• **Work to do**
**1.** Reproduce the part of the passage on copper conductive films that opens with the words containing "The dispersion vehicle" and closes with "was 500 mΩ/sq.".
**2.** In the passage on copper conductive films, what was the light irradiation energy applied to the coating on the glass substrate?
-- start of Passage to read --
The dispersion vehicle used was alcohol (diethylene glycol monoethyl ether) different from that of Example 1. This dispersion vehicle also served as a sintering promoter in this Example. The dispersant used was phosphate ester (trade name: “DISPERBYK (registered trademark)-111,” available from BYK-Chemie) different from that of Example 1. The other conditions were the same as those of Example 1. The appearance of the coating was changed to the appearance of metal copper by light irradiation, and a conductive film was formed on the substrate. The sheet resistance of the formed conductive film was 500 mΩ/sq.
A copper particulate dispersion was prepared using copper particulates having a mean particle size of 70 nm. Then, phosphate ester (trade name: “DISPERBYK (registered trademark)-111,” available from BYK-Chemie) was added as a sintering promoter to the copper particulate dispersion. This sintering promoter also served as a dispersant. The concentration of the sintering promoter was 10 mass % with respect to the copper particulate dispersion. A glass substrate (trade name “EAGLE XG (registered trademark),” available from Corning) was used as a substrate. The other conditions were the same as those of Example 2. A coating comprising the copper particulate dispersion was formed on the substrate. After the coating was dried, the coating was irradiated with light. The light irradiation energy was 11 J/cm2. The appearance of the coating was changed to the appearance of metal copper by light irradiation, and a conductive film was formed on the substrate. The sheet resistance of the formed conductive film was 170 mΩ/sq.
-- end of Passage to read --
-- start of Entries --
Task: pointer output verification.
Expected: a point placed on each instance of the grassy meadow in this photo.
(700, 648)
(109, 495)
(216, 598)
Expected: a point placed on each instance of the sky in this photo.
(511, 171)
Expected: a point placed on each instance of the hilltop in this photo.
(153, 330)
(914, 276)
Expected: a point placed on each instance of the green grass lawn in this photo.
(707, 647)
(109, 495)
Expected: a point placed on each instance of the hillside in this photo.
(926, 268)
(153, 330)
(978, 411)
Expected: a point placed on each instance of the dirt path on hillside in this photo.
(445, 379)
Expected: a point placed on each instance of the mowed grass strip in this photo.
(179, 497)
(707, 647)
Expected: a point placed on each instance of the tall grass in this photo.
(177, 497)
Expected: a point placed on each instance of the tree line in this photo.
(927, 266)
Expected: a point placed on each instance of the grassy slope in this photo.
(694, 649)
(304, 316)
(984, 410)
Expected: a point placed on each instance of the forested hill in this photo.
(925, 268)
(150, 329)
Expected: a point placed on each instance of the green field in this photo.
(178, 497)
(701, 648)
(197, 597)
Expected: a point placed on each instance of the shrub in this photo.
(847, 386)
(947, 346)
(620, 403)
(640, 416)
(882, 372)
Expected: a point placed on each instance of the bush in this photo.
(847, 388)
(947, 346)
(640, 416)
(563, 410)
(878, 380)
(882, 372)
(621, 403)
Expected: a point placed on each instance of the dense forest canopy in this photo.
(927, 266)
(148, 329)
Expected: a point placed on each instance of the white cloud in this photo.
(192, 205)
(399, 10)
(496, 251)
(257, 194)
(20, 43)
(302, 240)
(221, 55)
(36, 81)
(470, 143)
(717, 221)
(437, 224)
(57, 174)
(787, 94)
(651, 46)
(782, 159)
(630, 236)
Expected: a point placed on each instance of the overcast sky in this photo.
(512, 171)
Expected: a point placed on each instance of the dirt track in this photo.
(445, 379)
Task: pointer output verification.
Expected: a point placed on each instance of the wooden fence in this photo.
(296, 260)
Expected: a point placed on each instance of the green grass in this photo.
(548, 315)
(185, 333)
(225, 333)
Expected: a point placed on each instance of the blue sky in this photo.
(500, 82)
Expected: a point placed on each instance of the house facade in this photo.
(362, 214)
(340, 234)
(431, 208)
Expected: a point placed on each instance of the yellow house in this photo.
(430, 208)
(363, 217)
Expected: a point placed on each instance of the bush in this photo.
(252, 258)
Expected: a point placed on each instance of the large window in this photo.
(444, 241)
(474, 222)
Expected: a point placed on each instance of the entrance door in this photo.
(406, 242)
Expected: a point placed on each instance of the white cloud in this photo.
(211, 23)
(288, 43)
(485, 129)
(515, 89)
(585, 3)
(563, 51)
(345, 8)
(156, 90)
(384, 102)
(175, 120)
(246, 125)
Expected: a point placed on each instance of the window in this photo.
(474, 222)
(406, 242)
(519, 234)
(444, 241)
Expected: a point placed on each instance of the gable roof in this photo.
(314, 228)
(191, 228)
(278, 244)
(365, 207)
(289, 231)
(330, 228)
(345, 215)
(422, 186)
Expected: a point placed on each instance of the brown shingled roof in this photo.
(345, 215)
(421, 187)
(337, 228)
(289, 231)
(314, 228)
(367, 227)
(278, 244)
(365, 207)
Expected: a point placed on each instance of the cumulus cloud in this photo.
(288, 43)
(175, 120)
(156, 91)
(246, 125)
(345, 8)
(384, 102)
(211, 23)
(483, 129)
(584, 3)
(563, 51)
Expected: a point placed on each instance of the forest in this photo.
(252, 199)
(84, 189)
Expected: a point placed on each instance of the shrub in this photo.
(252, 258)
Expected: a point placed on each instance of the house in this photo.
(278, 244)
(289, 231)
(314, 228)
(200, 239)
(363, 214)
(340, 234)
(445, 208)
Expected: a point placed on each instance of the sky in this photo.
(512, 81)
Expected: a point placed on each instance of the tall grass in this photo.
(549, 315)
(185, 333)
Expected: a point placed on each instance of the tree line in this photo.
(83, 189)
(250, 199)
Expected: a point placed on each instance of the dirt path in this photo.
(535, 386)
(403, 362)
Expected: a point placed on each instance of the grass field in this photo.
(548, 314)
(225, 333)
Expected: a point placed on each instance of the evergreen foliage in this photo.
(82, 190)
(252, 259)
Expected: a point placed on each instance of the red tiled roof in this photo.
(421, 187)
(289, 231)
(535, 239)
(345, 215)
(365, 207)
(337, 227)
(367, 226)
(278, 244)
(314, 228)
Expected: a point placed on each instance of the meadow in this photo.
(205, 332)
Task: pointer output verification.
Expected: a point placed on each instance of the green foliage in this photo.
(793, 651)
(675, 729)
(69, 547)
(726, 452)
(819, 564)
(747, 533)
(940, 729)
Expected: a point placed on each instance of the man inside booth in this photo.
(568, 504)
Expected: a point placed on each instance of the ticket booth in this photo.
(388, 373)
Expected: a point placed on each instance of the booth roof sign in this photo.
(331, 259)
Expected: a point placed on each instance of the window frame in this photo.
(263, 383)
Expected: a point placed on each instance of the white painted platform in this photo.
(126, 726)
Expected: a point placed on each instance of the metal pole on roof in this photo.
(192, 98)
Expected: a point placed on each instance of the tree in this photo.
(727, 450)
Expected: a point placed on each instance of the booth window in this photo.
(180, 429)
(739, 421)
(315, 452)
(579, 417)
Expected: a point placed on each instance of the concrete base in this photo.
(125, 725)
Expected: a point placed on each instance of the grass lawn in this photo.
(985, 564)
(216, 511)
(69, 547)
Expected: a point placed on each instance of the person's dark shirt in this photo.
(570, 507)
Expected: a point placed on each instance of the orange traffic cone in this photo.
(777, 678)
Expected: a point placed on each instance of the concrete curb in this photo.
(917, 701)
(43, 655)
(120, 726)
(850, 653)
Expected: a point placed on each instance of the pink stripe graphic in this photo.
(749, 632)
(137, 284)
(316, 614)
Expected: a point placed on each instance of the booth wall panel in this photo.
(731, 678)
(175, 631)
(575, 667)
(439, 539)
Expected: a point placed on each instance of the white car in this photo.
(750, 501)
-- end of Entries --
• **Answers to the exercise**
**1.**
The dispersion vehicle used was alcohol (diethylene glycol monoethyl ether) different from that of Example 1. This dispersion vehicle also served as a sintering promoter in this Example. The dispersant used was phosphate ester (trade name: “DISPERBYK (registered trademark)-111,” available from BYK-Chemie) different from that of Example 1. The other conditions were the same as those of Example 1. The appearance of the coating was changed to the appearance of metal copper by light irradiation, and a conductive film was formed on the substrate. The sheet resistance of the formed conductive film was 500 mΩ/sq.

**2.** 11 J/cm2